### TASK DETAILS
Could you retype every line of the data underneath without altering anything?

(Natural-language object grounding data)
┌──

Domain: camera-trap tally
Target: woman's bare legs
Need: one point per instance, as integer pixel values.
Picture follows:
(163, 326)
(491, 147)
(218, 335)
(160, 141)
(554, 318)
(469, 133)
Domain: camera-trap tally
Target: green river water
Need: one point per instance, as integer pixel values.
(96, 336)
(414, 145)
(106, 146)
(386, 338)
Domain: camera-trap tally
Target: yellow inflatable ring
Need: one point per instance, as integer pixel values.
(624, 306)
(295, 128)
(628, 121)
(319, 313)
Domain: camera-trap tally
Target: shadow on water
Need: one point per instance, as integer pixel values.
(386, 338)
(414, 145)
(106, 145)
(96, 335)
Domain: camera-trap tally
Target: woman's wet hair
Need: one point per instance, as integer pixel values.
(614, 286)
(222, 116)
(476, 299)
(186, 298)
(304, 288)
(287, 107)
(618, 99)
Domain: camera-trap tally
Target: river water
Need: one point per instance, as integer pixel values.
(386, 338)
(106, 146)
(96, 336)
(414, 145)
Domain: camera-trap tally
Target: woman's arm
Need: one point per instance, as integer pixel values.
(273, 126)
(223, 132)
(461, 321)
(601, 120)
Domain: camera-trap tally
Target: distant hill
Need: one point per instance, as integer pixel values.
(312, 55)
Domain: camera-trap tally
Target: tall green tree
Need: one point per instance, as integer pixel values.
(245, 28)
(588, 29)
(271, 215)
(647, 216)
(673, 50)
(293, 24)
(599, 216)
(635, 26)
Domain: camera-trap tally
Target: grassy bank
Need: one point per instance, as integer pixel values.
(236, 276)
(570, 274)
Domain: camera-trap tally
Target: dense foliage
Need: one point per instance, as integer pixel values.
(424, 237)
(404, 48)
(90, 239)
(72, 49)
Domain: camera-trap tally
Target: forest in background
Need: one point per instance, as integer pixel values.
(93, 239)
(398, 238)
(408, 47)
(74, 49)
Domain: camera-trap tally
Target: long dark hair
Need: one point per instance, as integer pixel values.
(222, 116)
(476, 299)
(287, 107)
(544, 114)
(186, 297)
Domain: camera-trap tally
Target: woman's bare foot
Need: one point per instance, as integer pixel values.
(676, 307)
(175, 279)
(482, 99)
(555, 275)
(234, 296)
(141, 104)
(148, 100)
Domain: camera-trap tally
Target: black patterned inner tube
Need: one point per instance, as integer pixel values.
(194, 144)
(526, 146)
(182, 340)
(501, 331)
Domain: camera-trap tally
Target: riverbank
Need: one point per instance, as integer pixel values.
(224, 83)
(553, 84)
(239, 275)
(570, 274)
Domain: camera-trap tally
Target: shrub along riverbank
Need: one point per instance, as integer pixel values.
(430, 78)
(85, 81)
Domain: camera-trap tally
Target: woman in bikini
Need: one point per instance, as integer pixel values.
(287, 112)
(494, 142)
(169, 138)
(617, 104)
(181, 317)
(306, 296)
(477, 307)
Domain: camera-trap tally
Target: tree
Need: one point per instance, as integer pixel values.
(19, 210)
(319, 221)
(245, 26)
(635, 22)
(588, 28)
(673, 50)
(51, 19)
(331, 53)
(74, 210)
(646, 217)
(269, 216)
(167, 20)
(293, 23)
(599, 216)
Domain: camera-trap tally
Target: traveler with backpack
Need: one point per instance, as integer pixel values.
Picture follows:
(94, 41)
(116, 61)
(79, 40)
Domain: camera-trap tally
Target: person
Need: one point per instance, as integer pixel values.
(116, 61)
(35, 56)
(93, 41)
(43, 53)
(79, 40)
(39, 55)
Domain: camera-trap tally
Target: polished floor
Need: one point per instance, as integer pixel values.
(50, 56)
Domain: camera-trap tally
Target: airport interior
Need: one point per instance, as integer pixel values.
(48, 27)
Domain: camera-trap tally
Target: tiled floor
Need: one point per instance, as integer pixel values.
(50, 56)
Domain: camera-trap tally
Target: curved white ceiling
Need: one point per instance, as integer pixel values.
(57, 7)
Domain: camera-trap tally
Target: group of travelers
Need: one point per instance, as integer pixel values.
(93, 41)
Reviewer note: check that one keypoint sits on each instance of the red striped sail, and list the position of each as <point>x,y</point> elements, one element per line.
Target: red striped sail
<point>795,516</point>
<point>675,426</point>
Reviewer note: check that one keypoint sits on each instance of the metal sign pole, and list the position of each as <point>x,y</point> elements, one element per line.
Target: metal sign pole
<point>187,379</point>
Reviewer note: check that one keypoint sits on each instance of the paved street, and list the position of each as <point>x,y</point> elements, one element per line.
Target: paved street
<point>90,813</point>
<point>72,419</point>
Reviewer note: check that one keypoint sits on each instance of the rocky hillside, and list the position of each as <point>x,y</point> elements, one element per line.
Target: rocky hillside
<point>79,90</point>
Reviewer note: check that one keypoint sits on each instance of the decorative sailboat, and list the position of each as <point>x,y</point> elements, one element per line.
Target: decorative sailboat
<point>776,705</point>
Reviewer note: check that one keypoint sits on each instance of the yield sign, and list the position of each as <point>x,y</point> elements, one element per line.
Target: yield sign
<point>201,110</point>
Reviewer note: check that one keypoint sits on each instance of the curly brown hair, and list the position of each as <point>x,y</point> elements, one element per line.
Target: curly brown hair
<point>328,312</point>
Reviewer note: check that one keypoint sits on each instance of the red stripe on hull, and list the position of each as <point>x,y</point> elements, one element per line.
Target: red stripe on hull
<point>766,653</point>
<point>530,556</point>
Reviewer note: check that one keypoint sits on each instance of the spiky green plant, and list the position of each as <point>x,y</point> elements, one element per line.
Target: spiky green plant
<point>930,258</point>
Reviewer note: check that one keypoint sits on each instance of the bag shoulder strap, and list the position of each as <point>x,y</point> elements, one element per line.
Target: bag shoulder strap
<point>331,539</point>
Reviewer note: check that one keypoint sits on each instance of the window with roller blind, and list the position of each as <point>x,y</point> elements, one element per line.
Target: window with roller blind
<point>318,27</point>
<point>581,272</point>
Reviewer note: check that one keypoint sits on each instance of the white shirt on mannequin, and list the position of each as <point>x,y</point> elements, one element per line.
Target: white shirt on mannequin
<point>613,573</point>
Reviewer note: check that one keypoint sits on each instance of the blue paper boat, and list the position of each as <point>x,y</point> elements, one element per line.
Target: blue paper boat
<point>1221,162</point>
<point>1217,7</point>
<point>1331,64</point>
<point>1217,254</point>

└──

### FINISHED TASK
Domain: camera-trap tally
Target: woman's bare legs
Need: one point per instance, as integer pixel values.
Picture follows:
(163, 326)
(491, 147)
(218, 335)
(160, 141)
(554, 318)
(469, 133)
Domain: camera-trap tally
Target: green river water
Need: one point per instance, as integer pixel values.
(96, 336)
(414, 145)
(106, 146)
(386, 338)
Domain: camera-trap tally
Target: yellow inflatable ring
Need: one point per instance, as integer pixel values.
(624, 306)
(295, 128)
(628, 121)
(319, 313)
Domain: camera-trap tally
Target: shadow on water
Need: one point per instance, as integer pixel values.
(386, 338)
(414, 145)
(106, 145)
(96, 335)
Domain: camera-trap tally
Target: woman's wet hair
Need: one point per instance, as integer pixel values.
(614, 286)
(222, 116)
(476, 299)
(186, 298)
(304, 288)
(287, 107)
(618, 99)
Domain: camera-trap tally
Target: river water
Need: one point per instance, as integer pixel values.
(386, 338)
(106, 146)
(96, 336)
(414, 145)
Domain: camera-trap tally
Target: woman's arm
Need: one point per instance, as integer pixel values.
(273, 126)
(223, 132)
(461, 321)
(601, 120)
Domain: camera-trap tally
Target: distant hill
Need: one point per instance, as integer pixel values.
(312, 55)
Domain: camera-trap tally
Target: tall green tree
Need: one point per instance, as integer pixel values.
(245, 28)
(588, 29)
(271, 215)
(647, 216)
(673, 50)
(293, 24)
(599, 216)
(635, 26)
Domain: camera-trap tally
Target: grassy bank
Need: one point per instance, as integer pixel values.
(236, 276)
(570, 274)
Domain: camera-trap tally
Target: dense foliage
Need: one point per instance, as integer pixel values.
(424, 237)
(404, 48)
(90, 239)
(72, 49)
Domain: camera-trap tally
Target: forest in background
Need: one point per instance, as integer pixel values.
(93, 239)
(398, 238)
(408, 47)
(74, 49)
Domain: camera-trap tally
Target: long dark hair
Need: one point per instance, as integer pixel values.
(222, 116)
(476, 299)
(287, 107)
(544, 114)
(186, 297)
Domain: camera-trap tally
Target: woman's bare foot
Need: one point per instance, as integer pixel values.
(676, 307)
(175, 279)
(482, 99)
(555, 275)
(234, 296)
(141, 104)
(148, 100)
Domain: camera-trap tally
Target: black patterned inner tube
Need: one point per instance, as integer pixel values.
(194, 144)
(526, 146)
(182, 340)
(501, 331)
Domain: camera-trap tally
Target: riverbank
Need: one point per instance, as integer pixel values.
(224, 83)
(553, 84)
(239, 275)
(570, 274)
Domain: camera-trap tally
Target: shrub along riverbank
Need: one point per instance, as integer pixel values.
(430, 78)
(85, 81)
Domain: camera-trap tally
Target: woman in bikini
Need: one point per instance, as integer pixel values.
(287, 112)
(494, 142)
(169, 138)
(617, 104)
(181, 317)
(306, 296)
(477, 307)
Domain: camera-trap tally
Target: tree
Need: one point per instance, as integer pixel values.
(19, 210)
(319, 221)
(245, 26)
(635, 22)
(588, 28)
(673, 50)
(51, 19)
(331, 53)
(74, 210)
(646, 217)
(269, 216)
(167, 20)
(293, 23)
(599, 216)
Domain: camera-trap tally
Target: traveler with backpack
Need: one point per instance, as integer pixel values.
Picture follows:
(94, 41)
(116, 61)
(79, 40)
Domain: camera-trap tally
Target: person
Need: one point per instance, as integer pixel values.
(116, 61)
(35, 56)
(93, 41)
(43, 53)
(79, 40)
(39, 55)
Domain: camera-trap tally
Target: polished floor
Need: one point per instance, as integer pixel values.
(50, 56)
Domain: camera-trap tally
Target: airport interior
Need: one point per instance, as integer pixel values.
(48, 27)
Domain: camera-trap tally
Target: tiled floor
Need: one point per instance, as integer pixel values.
(50, 56)
Domain: camera-trap tally
Target: curved white ceiling
Need: one point per instance, as integer pixel values.
(57, 7)
Domain: camera-trap tally
Target: group of travelers
Need: one point per instance, as integer pixel values.
(93, 41)
Reviewer note: check that one keypoint sits on each instance of the red striped sail, and list the position of each as <point>x,y</point> elements, one element per line.
Target: red striped sail
<point>795,516</point>
<point>675,426</point>
Reviewer note: check that one keypoint sits on each instance of the metal sign pole, and list the position of each as <point>x,y</point> elements, one element per line.
Target: metal sign pole
<point>187,379</point>
Reviewer note: check that one keypoint sits on each instance of the paved street, and list the position of each as <point>x,y</point> elements, one element per line.
Target: paved street
<point>90,813</point>
<point>72,419</point>
Reviewer note: check that one keypoint sits on each instance of the rocky hillside, and list the position of each as <point>x,y</point> elements, one element per line.
Target: rocky hillside
<point>79,90</point>
Reviewer note: check that one keypoint sits on each instance of the decorative sailboat, and list the position of each as <point>x,y</point> elements, one element per line.
Target: decorative sailboat
<point>776,705</point>
Reviewer note: check that one keypoint sits on each instance of the yield sign, and list the position of each as <point>x,y</point> elements, one element per line.
Target: yield sign
<point>201,110</point>
Reviewer note: check that one keypoint sits on each instance of the curly brown hair, and list the position of each as <point>x,y</point> elements, one element per line.
Target: curly brown hair
<point>328,312</point>
Reviewer note: check that one keypoint sits on each instance of the red stripe on hull, and list the position of each as <point>x,y</point> elements, one element per line.
Target: red stripe on hull
<point>766,653</point>
<point>530,556</point>
Reviewer note: check that one keypoint sits on each instance of the spiky green plant, and list the position of each as <point>x,y</point> elements, one element per line.
Target: spiky green plant
<point>930,258</point>
Reviewer note: check that one keypoint sits on each instance of the bag shoulder strap, and list the position of each as <point>x,y</point> elements, one element per line.
Target: bag shoulder strap
<point>331,539</point>
Reviewer note: check that one keypoint sits on each instance of the window with roller blind, and list the position of each as <point>x,y</point> elements, one element per line.
Target: window with roller blind
<point>318,27</point>
<point>581,272</point>
Reviewer note: check that one keypoint sits on each instance of the white shirt on mannequin, and list the position of each as <point>x,y</point> elements, one element per line.
Target: white shirt on mannequin
<point>613,573</point>
Reviewer note: check that one keypoint sits on each instance of the blue paper boat, and list the position of each as <point>x,y</point> elements, one element per line.
Target: blue paper boat
<point>1221,162</point>
<point>1217,7</point>
<point>1331,64</point>
<point>1217,254</point>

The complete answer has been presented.